Work item -> Look through the records, and whenever a line includes the word "feather", copy it.
____
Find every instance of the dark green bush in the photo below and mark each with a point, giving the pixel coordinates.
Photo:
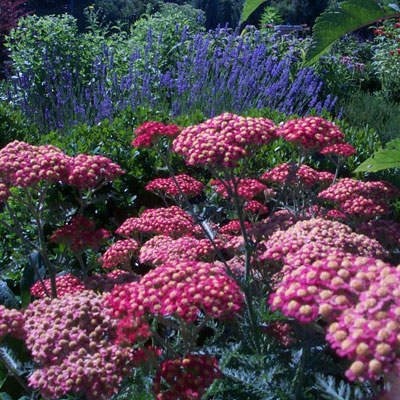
(13, 125)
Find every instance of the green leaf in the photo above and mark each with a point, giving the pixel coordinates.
(332, 25)
(248, 8)
(383, 158)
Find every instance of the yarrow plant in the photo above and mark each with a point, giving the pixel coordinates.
(294, 267)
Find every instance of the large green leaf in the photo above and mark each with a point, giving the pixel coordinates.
(249, 7)
(352, 15)
(382, 159)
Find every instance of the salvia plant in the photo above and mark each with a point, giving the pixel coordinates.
(288, 291)
(215, 72)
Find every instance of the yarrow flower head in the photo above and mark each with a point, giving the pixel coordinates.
(80, 234)
(366, 199)
(65, 285)
(119, 254)
(385, 231)
(171, 221)
(149, 133)
(185, 378)
(22, 164)
(72, 341)
(340, 149)
(223, 140)
(190, 187)
(247, 188)
(87, 172)
(12, 322)
(304, 175)
(174, 289)
(329, 233)
(311, 133)
(162, 249)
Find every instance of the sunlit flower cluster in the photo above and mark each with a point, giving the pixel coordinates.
(119, 254)
(185, 378)
(171, 221)
(361, 198)
(386, 231)
(340, 149)
(175, 289)
(162, 249)
(71, 339)
(246, 188)
(80, 234)
(311, 133)
(65, 284)
(12, 322)
(149, 133)
(326, 232)
(305, 175)
(223, 140)
(189, 186)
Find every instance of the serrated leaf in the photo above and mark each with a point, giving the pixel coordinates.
(382, 159)
(7, 297)
(332, 25)
(249, 7)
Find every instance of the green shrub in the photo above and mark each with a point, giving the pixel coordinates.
(366, 110)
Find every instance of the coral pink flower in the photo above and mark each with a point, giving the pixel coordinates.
(120, 253)
(176, 289)
(304, 175)
(190, 187)
(72, 340)
(80, 234)
(12, 323)
(65, 284)
(185, 378)
(162, 249)
(361, 198)
(329, 233)
(223, 140)
(247, 188)
(149, 133)
(340, 149)
(171, 221)
(311, 133)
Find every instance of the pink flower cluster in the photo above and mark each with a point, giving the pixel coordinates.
(65, 284)
(304, 175)
(149, 133)
(223, 140)
(329, 233)
(177, 289)
(106, 282)
(190, 187)
(22, 164)
(185, 378)
(368, 332)
(120, 253)
(12, 322)
(247, 188)
(162, 249)
(72, 341)
(255, 207)
(385, 231)
(362, 198)
(80, 234)
(171, 221)
(340, 149)
(311, 133)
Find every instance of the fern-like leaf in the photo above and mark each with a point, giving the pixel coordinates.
(249, 7)
(352, 15)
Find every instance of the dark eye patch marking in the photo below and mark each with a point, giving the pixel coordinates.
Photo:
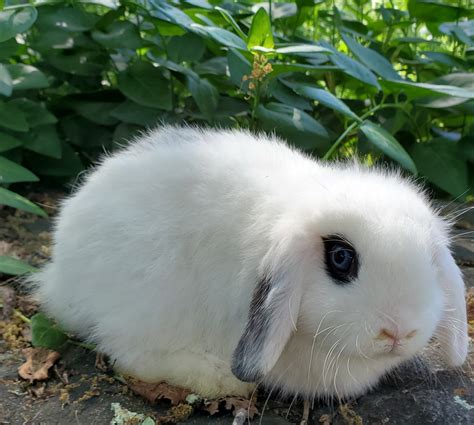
(341, 259)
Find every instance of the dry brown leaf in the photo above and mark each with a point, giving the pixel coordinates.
(211, 406)
(154, 392)
(38, 362)
(236, 403)
(181, 412)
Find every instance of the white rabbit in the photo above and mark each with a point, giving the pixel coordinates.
(216, 260)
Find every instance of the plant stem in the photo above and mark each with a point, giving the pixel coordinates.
(20, 315)
(256, 101)
(270, 12)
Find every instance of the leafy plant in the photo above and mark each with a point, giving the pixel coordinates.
(335, 78)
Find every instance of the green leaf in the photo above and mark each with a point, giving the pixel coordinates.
(11, 172)
(238, 67)
(279, 10)
(111, 4)
(68, 166)
(13, 118)
(435, 11)
(44, 140)
(220, 35)
(446, 59)
(145, 85)
(8, 49)
(8, 142)
(287, 96)
(13, 22)
(26, 77)
(370, 58)
(98, 112)
(189, 47)
(132, 113)
(34, 112)
(84, 133)
(301, 48)
(72, 19)
(164, 11)
(291, 121)
(354, 69)
(84, 63)
(204, 94)
(384, 141)
(9, 265)
(260, 33)
(119, 35)
(6, 84)
(415, 90)
(230, 20)
(324, 97)
(45, 333)
(14, 200)
(443, 163)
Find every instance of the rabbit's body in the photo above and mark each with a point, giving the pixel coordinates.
(159, 256)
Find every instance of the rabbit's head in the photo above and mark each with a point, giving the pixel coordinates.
(358, 268)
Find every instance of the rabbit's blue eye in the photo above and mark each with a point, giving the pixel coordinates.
(340, 259)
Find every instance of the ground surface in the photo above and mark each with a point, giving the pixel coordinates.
(76, 392)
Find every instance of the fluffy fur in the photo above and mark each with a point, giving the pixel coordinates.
(191, 243)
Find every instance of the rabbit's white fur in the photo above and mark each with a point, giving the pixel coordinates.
(157, 258)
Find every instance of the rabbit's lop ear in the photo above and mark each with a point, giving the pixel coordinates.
(271, 321)
(452, 329)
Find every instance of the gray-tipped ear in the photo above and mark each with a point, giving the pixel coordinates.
(452, 330)
(271, 321)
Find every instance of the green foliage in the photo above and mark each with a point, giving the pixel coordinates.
(45, 333)
(336, 79)
(13, 266)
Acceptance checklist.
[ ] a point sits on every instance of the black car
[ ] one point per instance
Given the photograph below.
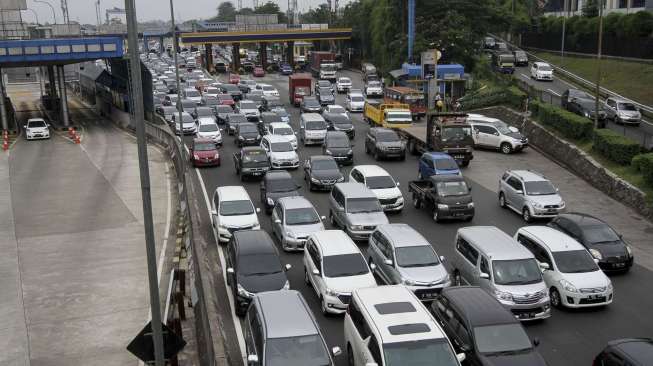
(599, 238)
(627, 351)
(310, 105)
(233, 120)
(253, 266)
(337, 145)
(277, 184)
(247, 134)
(478, 325)
(340, 122)
(322, 172)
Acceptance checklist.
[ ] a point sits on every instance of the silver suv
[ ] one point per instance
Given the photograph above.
(398, 254)
(529, 194)
(355, 208)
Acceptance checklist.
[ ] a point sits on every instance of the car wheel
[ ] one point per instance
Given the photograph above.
(556, 300)
(506, 148)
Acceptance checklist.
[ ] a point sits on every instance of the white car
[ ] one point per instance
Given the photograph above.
(37, 128)
(335, 109)
(541, 71)
(232, 210)
(343, 84)
(284, 131)
(207, 128)
(334, 267)
(355, 102)
(573, 277)
(280, 152)
(379, 181)
(268, 90)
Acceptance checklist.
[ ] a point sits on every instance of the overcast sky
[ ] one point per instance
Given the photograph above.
(83, 11)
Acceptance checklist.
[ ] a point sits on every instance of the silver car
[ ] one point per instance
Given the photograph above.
(293, 220)
(356, 209)
(529, 194)
(398, 254)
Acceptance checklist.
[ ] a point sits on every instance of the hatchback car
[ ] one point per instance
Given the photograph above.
(293, 220)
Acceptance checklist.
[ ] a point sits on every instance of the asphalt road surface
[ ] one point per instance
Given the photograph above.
(567, 338)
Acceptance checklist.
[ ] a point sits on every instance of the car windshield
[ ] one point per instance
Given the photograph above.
(452, 188)
(344, 265)
(516, 272)
(301, 216)
(387, 136)
(238, 207)
(574, 261)
(424, 352)
(209, 127)
(363, 205)
(539, 188)
(281, 146)
(501, 338)
(316, 125)
(380, 182)
(416, 256)
(259, 264)
(296, 351)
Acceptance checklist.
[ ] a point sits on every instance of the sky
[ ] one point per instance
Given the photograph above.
(83, 11)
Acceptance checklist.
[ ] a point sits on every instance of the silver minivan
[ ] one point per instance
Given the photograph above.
(487, 257)
(356, 209)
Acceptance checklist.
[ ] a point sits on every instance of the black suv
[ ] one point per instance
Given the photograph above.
(253, 266)
(478, 325)
(277, 184)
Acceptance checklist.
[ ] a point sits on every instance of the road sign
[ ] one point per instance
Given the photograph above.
(143, 348)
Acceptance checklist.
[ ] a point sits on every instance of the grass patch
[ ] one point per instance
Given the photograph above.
(631, 79)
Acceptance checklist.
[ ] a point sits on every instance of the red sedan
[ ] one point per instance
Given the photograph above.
(234, 78)
(204, 153)
(259, 72)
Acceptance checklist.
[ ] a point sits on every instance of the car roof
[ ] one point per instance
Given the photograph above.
(480, 308)
(232, 193)
(254, 242)
(495, 243)
(371, 297)
(285, 314)
(555, 240)
(334, 242)
(403, 235)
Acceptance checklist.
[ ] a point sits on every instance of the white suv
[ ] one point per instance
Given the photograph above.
(571, 274)
(334, 267)
(388, 323)
(232, 210)
(529, 194)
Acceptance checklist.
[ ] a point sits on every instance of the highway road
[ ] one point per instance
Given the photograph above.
(567, 338)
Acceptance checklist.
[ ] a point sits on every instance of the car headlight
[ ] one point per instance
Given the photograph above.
(244, 293)
(568, 286)
(502, 295)
(596, 254)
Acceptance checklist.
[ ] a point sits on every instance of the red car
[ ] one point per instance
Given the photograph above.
(234, 78)
(259, 72)
(204, 153)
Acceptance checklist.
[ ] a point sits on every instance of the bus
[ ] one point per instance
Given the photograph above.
(404, 95)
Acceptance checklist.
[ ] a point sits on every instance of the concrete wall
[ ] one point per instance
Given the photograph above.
(574, 159)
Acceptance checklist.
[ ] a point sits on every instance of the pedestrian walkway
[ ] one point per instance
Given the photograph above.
(74, 273)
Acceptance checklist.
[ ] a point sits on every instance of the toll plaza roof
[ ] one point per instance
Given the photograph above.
(281, 35)
(58, 51)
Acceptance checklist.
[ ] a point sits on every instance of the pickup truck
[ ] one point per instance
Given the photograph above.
(387, 115)
(446, 196)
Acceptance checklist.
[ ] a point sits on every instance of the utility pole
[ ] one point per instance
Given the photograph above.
(598, 66)
(139, 124)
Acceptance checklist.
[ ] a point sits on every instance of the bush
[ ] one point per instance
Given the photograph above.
(644, 164)
(615, 147)
(568, 124)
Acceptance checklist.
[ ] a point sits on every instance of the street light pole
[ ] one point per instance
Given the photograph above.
(139, 124)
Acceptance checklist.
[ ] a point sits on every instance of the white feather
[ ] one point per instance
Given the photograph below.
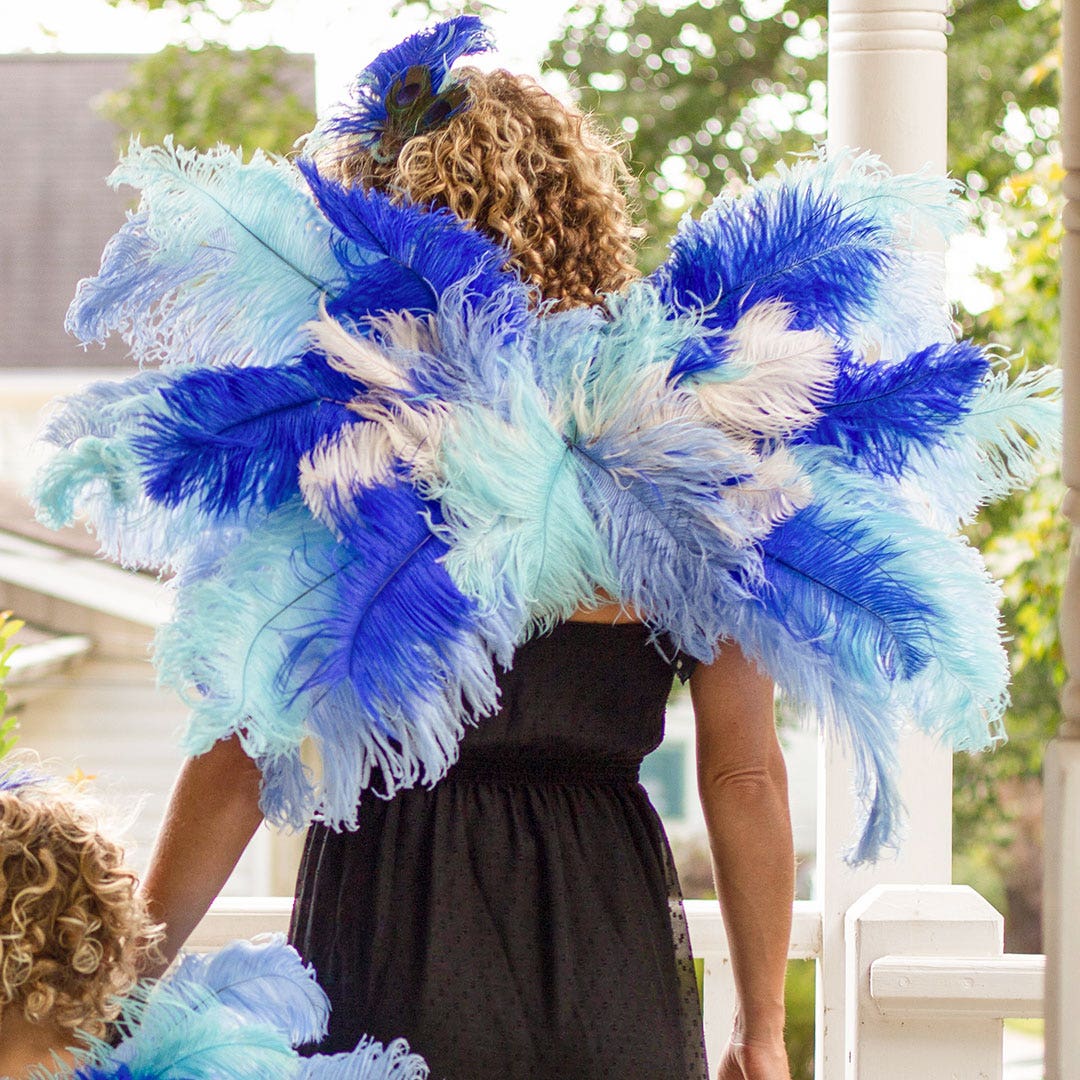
(774, 376)
(359, 358)
(775, 490)
(361, 454)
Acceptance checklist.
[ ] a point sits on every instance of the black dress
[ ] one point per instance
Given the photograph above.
(522, 919)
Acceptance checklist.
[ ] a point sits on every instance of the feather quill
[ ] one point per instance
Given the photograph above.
(224, 264)
(831, 239)
(230, 437)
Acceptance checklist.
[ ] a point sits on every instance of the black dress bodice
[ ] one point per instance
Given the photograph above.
(522, 917)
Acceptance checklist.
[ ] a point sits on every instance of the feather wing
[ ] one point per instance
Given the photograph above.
(363, 644)
(833, 240)
(230, 437)
(224, 262)
(264, 982)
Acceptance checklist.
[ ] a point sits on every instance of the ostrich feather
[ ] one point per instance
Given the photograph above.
(265, 982)
(166, 1038)
(393, 441)
(517, 528)
(360, 358)
(365, 116)
(100, 408)
(226, 439)
(224, 264)
(774, 379)
(400, 256)
(831, 239)
(872, 619)
(369, 1061)
(1011, 427)
(364, 645)
(100, 481)
(879, 412)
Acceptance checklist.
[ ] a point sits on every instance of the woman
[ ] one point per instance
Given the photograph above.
(424, 919)
(417, 497)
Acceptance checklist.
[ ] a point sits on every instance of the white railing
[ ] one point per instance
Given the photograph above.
(928, 984)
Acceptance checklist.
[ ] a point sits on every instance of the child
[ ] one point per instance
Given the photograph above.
(73, 933)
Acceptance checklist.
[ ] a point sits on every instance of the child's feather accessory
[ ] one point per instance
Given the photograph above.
(238, 1015)
(376, 468)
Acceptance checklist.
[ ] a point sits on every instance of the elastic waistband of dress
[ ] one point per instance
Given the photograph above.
(480, 768)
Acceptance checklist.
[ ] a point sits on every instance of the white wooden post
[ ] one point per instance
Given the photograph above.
(921, 1044)
(1062, 770)
(887, 93)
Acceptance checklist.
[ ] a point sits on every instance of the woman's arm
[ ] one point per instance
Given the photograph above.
(743, 785)
(213, 812)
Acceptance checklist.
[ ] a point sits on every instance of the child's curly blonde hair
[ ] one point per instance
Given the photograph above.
(73, 932)
(530, 172)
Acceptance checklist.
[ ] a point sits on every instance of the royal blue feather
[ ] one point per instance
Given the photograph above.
(436, 48)
(228, 437)
(826, 239)
(400, 256)
(837, 581)
(879, 412)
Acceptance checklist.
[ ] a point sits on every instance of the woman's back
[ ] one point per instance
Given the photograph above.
(517, 918)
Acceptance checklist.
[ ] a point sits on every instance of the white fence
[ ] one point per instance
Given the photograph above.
(928, 983)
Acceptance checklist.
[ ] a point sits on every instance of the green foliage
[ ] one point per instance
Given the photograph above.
(9, 725)
(212, 94)
(700, 92)
(799, 1029)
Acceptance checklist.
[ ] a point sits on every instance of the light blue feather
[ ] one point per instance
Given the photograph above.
(257, 647)
(397, 255)
(1011, 429)
(227, 439)
(165, 1037)
(518, 529)
(264, 982)
(102, 408)
(369, 1061)
(224, 264)
(100, 481)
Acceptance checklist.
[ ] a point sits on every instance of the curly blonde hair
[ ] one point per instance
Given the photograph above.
(528, 171)
(72, 930)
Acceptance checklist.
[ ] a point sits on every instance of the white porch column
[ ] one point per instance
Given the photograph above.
____
Task response ->
[ ] a point sits on every instance of the white feather
[ ] a point sits on every instance of the feather quill
[ ] a point sits on every instance of the feather wing
[ ] a point sits on every instance of the ostrich feather
[ ] a point sits on every instance of the child's feather accessory
[ ] a point sits on every instance of the royal blue feather
[ ] a point sits on every instance of the light blue feather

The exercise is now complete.